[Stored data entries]
□ □ □ □ □ □ □

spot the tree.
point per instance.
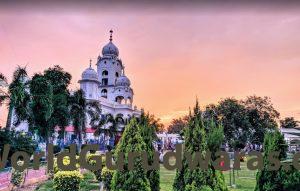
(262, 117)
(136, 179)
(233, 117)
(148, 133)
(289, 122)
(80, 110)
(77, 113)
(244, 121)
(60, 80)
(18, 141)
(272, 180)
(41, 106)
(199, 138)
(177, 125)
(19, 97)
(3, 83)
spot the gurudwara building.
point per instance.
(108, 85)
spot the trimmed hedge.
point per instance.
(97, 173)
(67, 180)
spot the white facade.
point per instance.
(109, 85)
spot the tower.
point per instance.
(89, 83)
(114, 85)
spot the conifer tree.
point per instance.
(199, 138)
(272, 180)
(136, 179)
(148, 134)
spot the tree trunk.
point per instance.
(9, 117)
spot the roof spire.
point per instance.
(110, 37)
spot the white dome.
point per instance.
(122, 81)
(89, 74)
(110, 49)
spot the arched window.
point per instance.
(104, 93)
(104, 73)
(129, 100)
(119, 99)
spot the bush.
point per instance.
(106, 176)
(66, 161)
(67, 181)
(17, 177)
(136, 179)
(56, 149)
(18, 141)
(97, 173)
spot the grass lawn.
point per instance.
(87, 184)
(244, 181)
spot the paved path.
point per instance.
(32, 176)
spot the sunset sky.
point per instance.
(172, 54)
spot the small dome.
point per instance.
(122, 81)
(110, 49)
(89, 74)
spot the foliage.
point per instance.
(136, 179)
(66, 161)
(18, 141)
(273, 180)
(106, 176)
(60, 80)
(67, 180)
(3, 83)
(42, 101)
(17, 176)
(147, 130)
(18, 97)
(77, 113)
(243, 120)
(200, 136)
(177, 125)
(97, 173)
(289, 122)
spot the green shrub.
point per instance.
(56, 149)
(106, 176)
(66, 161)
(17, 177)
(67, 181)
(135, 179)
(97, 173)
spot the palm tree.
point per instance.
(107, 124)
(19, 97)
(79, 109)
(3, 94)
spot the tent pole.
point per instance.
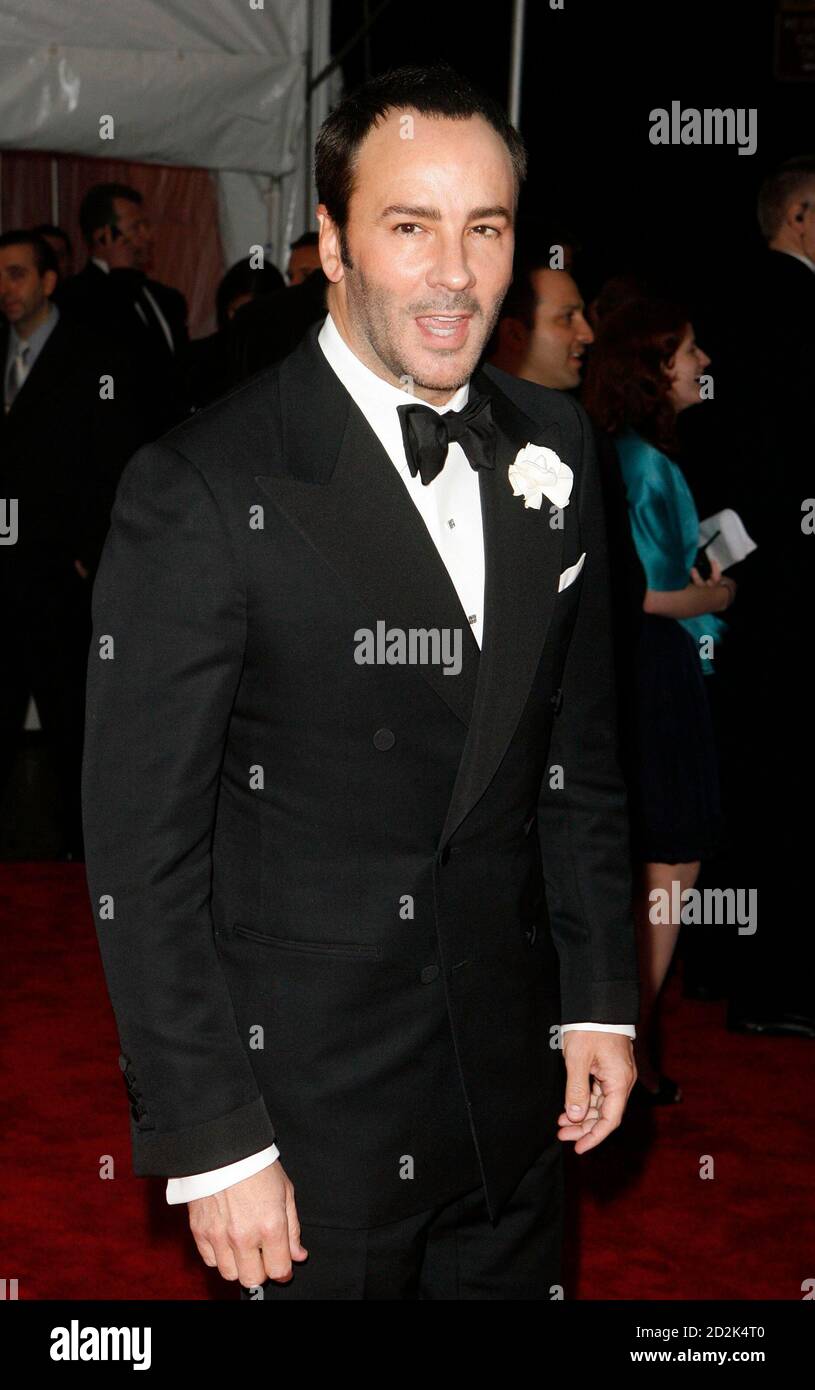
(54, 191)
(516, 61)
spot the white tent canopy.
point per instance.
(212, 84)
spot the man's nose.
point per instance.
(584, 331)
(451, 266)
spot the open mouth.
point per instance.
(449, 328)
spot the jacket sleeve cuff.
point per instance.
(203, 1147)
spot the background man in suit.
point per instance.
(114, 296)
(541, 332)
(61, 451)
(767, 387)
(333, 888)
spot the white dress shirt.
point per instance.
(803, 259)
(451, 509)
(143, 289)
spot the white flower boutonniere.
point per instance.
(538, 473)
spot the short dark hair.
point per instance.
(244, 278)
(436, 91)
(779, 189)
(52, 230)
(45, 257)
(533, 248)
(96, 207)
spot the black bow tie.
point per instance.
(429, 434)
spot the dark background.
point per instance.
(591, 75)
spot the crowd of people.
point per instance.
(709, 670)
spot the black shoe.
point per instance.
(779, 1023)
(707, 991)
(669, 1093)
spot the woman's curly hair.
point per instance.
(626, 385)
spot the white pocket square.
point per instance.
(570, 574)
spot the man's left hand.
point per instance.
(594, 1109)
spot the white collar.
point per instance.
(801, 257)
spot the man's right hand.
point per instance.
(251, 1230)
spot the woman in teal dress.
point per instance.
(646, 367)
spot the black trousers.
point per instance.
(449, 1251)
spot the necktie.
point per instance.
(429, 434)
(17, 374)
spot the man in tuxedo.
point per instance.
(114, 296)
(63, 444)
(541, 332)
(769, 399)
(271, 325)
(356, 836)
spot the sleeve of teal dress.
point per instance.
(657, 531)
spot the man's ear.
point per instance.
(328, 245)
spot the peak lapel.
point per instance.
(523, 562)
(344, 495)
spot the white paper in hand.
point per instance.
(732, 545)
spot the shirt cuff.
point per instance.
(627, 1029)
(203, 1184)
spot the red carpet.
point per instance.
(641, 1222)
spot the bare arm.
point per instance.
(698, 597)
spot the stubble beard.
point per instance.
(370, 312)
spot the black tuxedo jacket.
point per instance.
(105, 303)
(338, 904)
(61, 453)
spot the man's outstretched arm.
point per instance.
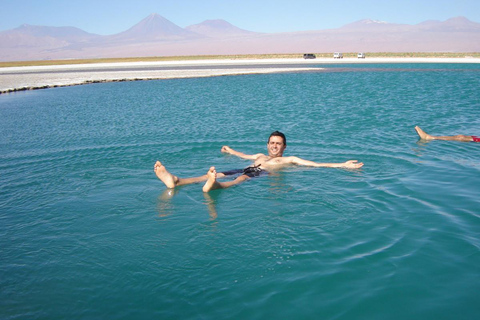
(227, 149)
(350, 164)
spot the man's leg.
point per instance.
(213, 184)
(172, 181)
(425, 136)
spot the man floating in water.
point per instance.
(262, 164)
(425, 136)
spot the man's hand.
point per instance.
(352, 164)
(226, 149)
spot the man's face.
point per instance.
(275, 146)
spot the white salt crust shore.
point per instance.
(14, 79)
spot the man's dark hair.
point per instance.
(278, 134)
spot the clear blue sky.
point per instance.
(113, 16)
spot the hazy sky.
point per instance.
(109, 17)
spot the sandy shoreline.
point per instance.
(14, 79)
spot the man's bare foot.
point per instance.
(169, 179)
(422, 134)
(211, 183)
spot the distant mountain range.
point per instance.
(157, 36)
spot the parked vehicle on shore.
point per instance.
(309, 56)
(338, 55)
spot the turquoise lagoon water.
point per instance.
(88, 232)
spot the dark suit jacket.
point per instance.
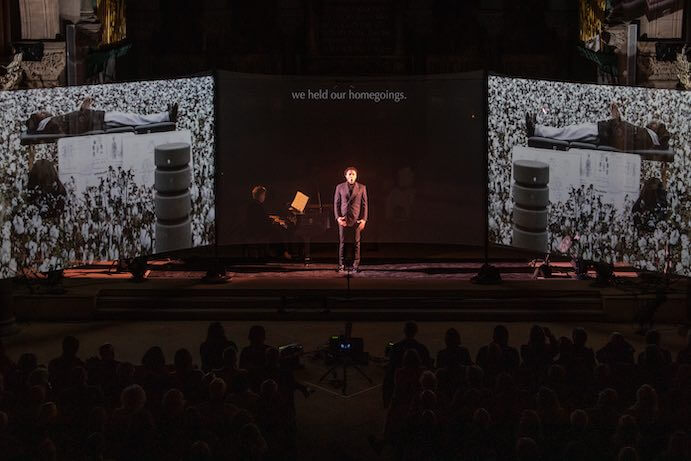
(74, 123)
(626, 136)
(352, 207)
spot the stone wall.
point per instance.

□ □ □ □ □ □ □

* To be done:
Every line is to be duplicated exactly, though pictures stay out.

* Result below:
spot the tree.
point per instance.
(262, 117)
(136, 179)
(233, 117)
(148, 133)
(289, 122)
(80, 110)
(77, 113)
(244, 121)
(60, 80)
(18, 141)
(272, 180)
(41, 106)
(199, 138)
(177, 125)
(19, 97)
(3, 83)
spot the gurudwara building.
point per instance.
(108, 85)
spot the trimmed hedge.
point per instance.
(97, 173)
(67, 180)
spot the white facade.
point per instance.
(109, 85)
spot the tower.
point per instance.
(89, 83)
(114, 85)
spot the conifer tree.
point per instance.
(199, 138)
(272, 180)
(136, 179)
(148, 134)
spot the tree trunk.
point per instance.
(9, 117)
spot the roof spire.
point per instance.
(110, 37)
spot the white dome.
point per instance.
(122, 81)
(89, 74)
(110, 49)
spot the arched window.
point per instance.
(104, 93)
(104, 73)
(129, 100)
(119, 99)
spot the bush.
point per instance.
(106, 176)
(66, 161)
(67, 181)
(17, 177)
(136, 179)
(56, 149)
(18, 141)
(97, 173)
spot the grass lawn.
point per instance.
(87, 184)
(244, 181)
spot the paved path.
point per instance.
(32, 176)
spot the sunset sky.
point per instance.
(172, 54)
spot the small dome.
point per instance.
(122, 81)
(110, 49)
(89, 74)
spot the foliage.
point per instance.
(136, 179)
(66, 161)
(18, 141)
(273, 180)
(106, 176)
(60, 80)
(67, 180)
(3, 83)
(42, 101)
(17, 176)
(147, 130)
(18, 97)
(77, 113)
(243, 120)
(200, 136)
(177, 125)
(97, 173)
(289, 122)
spot the green shrub.
point per instance.
(56, 149)
(106, 176)
(66, 161)
(17, 177)
(67, 181)
(135, 179)
(97, 173)
spot the palm tree.
point per instance.
(107, 124)
(19, 97)
(79, 109)
(3, 94)
spot the tent pole.
point per instance.
(54, 191)
(516, 61)
spot the white tent canopy.
point per instance.
(212, 84)
spot the man's nose.
point per instance.
(584, 331)
(451, 266)
spot the open mouth.
point per instance.
(449, 328)
spot the jacket sleeve cuff.
point per instance.
(203, 1147)
spot the background man in suit.
point per instance.
(114, 296)
(541, 332)
(61, 451)
(767, 387)
(333, 888)
spot the white dress shirt.
point per instance.
(803, 259)
(451, 509)
(143, 289)
spot the white flower boutonniere.
point per instance.
(538, 473)
spot the short dark hair.
point per instance.
(244, 278)
(436, 91)
(779, 189)
(52, 230)
(45, 257)
(533, 248)
(96, 207)
spot the black bow tie.
point per instance.
(429, 434)
spot the dark background.
point per instance.
(591, 75)
spot the crowd of people.
point per instance.
(709, 670)
spot the black shoe.
point per instance.
(779, 1023)
(707, 991)
(669, 1093)
spot the woman's curly hair.
point per instance.
(626, 385)
spot the white pocket square.
point per instance.
(570, 574)
spot the man's left hand.
point per instance.
(594, 1109)
spot the white collar.
point per instance.
(801, 257)
spot the man's right hand.
point per instance.
(251, 1230)
spot the woman in teal dress.
point per instance.
(646, 367)
spot the black trousers.
point per instance.
(449, 1251)
spot the necktie.
point per instance.
(429, 434)
(17, 374)
spot the man in tuxedo.
point per instance.
(114, 296)
(63, 444)
(541, 332)
(769, 399)
(271, 325)
(356, 836)
spot the sleeve of teal dress.
point per instance.
(657, 531)
spot the man's ear.
point per instance.
(328, 245)
spot the peak lapel.
point per instance.
(523, 562)
(344, 495)
spot the white paper in hand.
point per instance.
(732, 545)
spot the shirt cuff.
point per instance.
(627, 1029)
(203, 1184)
spot the red carpet.
point per instance.
(641, 1222)
spot the bare arm.
point per instance.
(698, 597)
spot the stubble beard.
point per instance.
(370, 312)
spot the black tuxedo jacket.
point per instance.
(105, 303)
(338, 904)
(61, 453)
spot the man's outstretched arm.
point per instance.
(227, 149)
(350, 164)
spot the man's leg.
point per instance.
(213, 184)
(172, 181)
(425, 136)
spot the man floating in water.
point per instance.
(262, 164)
(425, 136)
spot the man's hand.
point per instance.
(352, 164)
(226, 149)
spot the man's face.
point per instance.
(275, 146)
spot the white salt crust shore.
point per instance.
(14, 79)
spot the man's dark hair.
point per instance.
(278, 134)
spot the clear blue sky.
point per instance.
(113, 16)
spot the hazy sky.
point per instance.
(109, 17)
spot the sandy shoreline.
point per instance.
(14, 79)
spot the man's bare foot.
point per instance.
(169, 179)
(422, 134)
(211, 183)
spot the distant mountain range.
point per instance.
(157, 36)
spot the parked vehicle on shore.
point per instance.
(309, 56)
(338, 55)
spot the turquoise lagoon water.
point per instance.
(88, 232)
spot the dark suit jacket.
point per instance.
(74, 123)
(626, 136)
(352, 207)
spot the stone wall.
point per instance.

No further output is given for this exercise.